▸ **作業依頼 1**
文書の抜粋にある一文「他人に何を言われようとも、この原動力なら人生負けはしないんじゃないかと思います。」を英語に訳すこと。
▸ **作業依頼 2**
文書の抜粋のうち、「これからも、自分の人生を自分の視点で生きていく旅は続きます。」を含む語句で始まり「こんな気付きを元旦に得られたことに感謝して、2024年を始めていこうと思います。」で終わる部分を一字も変えずに返すこと。

▸ **文書の抜粋**

▼▼▼

漫画で知った「ワナビー」という単語から、ようやく自分の人生を苦しめていた何かを言語化できたような気がしました。
 
一方で、自分はたまたまワナビーの背中から降りることができて、肩の力を抜いてまっすぐ荒野を走れるようになっただけ、とも思えます。
自分を認めてあげられず、苦しんでいる人はたくさんいるでしょう。いろんな偶然がなければ、自分だって今でもその中の1人であったはずです。だから、この話は決して一般化して誰かに転用できる話ではないのだと思います。
 
無理くり一般化するならば。
”何者かになろう”としているあなたに何かを送るなら、やはり上記のセリフに尽きます。
「ダメだリリサ 他人の視点(セカイ)で自分を生きるな」
「作るために作れ 自分のために作れ 作る理由はお前は決めるんだ」
自分の”好き”を見つめて、誰に何を言われてもしがみついていられる”好き”にしがみつき続けること。
”何者かになろう”として続けるんじゃなく、”好きだから” ”自分がこうしたいから”続けること。
他人に何を言われようとも、この原動力なら人生負けはしないんじゃないかと思います。
 
これからも、自分の人生を自分の視点で生きていく旅は続きます。
やりたいこと・目指したいことはきっと年次を経て変わっていくと思うけど、願わくばこれからも自分の”好き”に気づいてそれだけを正中に見据えて人生を進められますように。
こんな気付きを元旦に得られたことに感謝して、2024年を始めていこうと思います。

▲▲▲

▸ **提供資料**
▼▼▼

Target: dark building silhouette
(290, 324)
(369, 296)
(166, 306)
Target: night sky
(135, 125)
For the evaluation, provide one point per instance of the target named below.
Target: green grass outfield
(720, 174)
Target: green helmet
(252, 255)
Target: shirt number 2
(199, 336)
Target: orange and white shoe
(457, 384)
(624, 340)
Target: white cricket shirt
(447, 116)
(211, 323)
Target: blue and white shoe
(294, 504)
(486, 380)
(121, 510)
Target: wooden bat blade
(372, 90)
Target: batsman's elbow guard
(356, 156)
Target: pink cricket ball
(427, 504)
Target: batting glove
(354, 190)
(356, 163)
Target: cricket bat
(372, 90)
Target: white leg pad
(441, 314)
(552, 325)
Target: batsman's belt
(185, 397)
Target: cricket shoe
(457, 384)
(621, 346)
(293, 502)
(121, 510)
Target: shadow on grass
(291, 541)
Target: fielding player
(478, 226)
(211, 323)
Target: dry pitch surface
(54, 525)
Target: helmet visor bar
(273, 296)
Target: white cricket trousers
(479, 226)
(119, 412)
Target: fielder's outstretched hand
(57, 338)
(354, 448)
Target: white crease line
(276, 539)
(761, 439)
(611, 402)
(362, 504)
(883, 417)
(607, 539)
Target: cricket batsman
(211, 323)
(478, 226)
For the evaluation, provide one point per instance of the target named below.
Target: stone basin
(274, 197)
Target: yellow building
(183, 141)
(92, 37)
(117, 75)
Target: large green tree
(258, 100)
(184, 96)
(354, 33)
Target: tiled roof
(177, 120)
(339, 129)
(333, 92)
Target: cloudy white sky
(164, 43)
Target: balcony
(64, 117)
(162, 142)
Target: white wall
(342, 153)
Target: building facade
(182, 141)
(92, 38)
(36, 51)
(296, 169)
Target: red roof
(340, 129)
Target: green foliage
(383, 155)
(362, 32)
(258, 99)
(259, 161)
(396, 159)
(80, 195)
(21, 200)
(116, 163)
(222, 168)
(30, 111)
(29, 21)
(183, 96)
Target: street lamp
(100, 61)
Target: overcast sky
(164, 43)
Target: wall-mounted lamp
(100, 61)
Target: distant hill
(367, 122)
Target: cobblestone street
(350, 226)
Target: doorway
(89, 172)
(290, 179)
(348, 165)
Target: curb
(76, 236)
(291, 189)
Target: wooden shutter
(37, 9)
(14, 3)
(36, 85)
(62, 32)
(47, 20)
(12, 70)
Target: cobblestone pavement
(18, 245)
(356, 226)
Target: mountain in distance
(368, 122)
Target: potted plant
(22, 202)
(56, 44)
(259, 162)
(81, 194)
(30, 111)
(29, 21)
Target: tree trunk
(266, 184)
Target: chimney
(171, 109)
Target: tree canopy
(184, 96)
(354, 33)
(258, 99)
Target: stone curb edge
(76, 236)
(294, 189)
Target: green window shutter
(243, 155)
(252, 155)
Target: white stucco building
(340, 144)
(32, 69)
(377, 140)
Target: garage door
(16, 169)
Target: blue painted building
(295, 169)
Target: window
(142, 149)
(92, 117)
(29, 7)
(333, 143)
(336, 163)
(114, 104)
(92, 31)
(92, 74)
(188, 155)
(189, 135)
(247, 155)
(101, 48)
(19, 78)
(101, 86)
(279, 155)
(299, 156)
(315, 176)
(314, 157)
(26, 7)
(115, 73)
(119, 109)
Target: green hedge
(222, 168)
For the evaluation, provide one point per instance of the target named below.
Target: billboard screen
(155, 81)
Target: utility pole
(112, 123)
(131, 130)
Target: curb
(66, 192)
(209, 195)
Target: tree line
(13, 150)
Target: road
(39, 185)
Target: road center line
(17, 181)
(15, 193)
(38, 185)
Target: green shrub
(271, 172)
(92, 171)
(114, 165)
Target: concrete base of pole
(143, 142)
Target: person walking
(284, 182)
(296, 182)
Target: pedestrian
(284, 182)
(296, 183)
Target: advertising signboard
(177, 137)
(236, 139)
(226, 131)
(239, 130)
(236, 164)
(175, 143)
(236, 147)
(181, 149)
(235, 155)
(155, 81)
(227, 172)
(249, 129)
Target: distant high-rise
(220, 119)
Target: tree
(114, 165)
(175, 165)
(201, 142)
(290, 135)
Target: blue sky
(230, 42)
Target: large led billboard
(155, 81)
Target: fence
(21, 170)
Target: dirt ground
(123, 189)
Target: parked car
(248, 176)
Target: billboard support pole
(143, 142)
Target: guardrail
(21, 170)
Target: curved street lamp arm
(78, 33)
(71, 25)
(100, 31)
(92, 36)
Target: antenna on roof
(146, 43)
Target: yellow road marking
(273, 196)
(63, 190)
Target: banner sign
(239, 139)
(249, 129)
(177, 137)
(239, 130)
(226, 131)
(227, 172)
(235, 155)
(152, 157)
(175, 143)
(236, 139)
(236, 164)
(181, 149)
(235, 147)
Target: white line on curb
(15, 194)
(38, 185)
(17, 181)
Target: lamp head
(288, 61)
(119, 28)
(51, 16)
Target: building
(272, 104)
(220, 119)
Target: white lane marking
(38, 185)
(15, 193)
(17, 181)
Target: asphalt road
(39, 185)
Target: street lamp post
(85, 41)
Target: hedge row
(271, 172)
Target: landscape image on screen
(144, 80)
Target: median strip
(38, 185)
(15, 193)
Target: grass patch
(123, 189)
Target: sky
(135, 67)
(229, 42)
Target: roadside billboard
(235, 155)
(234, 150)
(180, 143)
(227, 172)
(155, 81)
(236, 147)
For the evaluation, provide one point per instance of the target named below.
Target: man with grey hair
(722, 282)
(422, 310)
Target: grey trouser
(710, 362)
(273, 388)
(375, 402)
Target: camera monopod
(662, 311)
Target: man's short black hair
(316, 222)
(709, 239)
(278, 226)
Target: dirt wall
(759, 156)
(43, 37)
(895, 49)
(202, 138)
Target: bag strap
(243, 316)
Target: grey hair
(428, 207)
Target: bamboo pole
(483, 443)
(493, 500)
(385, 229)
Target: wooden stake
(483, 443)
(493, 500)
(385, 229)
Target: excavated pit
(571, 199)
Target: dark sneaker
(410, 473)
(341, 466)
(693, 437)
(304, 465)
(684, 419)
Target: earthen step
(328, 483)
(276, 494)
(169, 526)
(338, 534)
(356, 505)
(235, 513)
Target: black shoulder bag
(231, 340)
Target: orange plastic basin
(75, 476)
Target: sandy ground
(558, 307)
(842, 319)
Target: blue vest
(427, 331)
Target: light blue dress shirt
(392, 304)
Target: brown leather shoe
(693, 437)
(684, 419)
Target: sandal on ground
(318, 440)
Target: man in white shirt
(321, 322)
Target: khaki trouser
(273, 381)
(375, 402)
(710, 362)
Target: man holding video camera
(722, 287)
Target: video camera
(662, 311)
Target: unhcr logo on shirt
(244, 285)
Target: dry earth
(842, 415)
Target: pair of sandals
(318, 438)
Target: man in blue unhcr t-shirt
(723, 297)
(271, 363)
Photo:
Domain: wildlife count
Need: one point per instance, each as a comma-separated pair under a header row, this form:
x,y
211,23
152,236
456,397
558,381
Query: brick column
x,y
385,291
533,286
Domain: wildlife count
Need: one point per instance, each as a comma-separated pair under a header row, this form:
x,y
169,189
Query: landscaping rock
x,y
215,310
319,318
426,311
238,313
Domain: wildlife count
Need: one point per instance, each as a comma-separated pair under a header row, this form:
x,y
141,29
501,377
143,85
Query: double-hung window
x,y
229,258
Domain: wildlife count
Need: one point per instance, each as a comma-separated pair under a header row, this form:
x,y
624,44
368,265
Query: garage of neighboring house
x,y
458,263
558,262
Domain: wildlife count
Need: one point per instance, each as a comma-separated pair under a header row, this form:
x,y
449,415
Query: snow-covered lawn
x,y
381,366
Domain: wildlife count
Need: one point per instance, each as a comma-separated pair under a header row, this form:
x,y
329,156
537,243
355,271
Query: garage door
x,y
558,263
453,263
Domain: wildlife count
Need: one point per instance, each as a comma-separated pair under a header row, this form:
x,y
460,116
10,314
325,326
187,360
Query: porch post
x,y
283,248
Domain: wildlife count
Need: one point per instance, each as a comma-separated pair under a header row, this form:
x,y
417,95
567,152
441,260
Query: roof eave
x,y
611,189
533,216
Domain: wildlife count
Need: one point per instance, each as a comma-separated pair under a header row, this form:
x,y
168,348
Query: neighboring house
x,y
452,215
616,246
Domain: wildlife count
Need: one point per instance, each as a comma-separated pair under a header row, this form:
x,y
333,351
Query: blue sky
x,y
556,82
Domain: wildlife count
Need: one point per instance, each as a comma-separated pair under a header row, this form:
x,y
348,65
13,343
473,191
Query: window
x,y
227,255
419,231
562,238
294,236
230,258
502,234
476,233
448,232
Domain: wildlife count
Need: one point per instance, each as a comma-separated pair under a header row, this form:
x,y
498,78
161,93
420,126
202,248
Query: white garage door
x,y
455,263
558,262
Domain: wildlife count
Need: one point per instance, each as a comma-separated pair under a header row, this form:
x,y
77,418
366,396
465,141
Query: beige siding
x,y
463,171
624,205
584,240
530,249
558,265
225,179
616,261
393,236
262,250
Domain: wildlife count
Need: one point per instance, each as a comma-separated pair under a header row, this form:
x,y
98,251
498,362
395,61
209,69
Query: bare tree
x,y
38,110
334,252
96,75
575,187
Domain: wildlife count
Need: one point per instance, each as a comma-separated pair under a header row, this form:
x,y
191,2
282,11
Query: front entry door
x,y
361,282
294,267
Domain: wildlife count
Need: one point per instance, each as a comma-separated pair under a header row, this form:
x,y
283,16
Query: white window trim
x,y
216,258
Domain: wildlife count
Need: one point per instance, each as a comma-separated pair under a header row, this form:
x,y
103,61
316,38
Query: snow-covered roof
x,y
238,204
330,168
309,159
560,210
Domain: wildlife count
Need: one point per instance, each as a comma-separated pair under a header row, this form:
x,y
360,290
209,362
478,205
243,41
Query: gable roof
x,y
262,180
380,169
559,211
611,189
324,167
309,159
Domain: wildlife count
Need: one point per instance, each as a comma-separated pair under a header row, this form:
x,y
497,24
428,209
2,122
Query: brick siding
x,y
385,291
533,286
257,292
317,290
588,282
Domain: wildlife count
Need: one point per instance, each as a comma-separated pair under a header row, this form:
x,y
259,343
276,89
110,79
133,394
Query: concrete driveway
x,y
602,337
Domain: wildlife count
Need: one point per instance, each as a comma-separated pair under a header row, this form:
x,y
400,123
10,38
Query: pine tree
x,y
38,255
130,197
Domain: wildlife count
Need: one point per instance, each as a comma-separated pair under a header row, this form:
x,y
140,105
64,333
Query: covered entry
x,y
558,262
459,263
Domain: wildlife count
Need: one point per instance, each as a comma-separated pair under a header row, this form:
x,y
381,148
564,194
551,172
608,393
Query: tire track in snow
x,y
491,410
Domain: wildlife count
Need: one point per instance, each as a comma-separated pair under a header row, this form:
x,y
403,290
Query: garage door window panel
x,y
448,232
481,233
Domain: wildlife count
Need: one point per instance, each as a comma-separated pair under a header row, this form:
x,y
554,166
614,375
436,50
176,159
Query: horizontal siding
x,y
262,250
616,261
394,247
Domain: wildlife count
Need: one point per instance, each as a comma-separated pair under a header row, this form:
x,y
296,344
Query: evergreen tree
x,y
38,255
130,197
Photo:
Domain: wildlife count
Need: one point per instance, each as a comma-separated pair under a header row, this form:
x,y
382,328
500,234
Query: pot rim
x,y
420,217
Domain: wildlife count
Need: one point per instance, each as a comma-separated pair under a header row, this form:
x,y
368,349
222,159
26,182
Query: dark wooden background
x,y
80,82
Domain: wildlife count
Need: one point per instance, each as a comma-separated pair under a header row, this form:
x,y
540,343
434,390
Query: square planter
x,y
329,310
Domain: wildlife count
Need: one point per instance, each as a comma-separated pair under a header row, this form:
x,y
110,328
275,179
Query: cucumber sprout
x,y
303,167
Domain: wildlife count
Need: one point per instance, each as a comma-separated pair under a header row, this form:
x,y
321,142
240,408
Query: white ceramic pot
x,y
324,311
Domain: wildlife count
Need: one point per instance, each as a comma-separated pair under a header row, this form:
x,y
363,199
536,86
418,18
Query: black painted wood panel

▲▲▲

▸ **演習の解答 1**
No matter what other people say, I think that with this as my driving force, I won't lose at life.

▸ **演習の解答 2**
これからも、自分の人生を自分の視点で生きていく旅は続きます。
やりたいこと・目指したいことはきっと年次を経て変わっていくと思うけど、願わくばこれからも自分の”好き”に気づいてそれだけを正中に見据えて人生を進められますように。
こんな気付きを元旦に得られたことに感謝して、2024年を始めていこうと思います。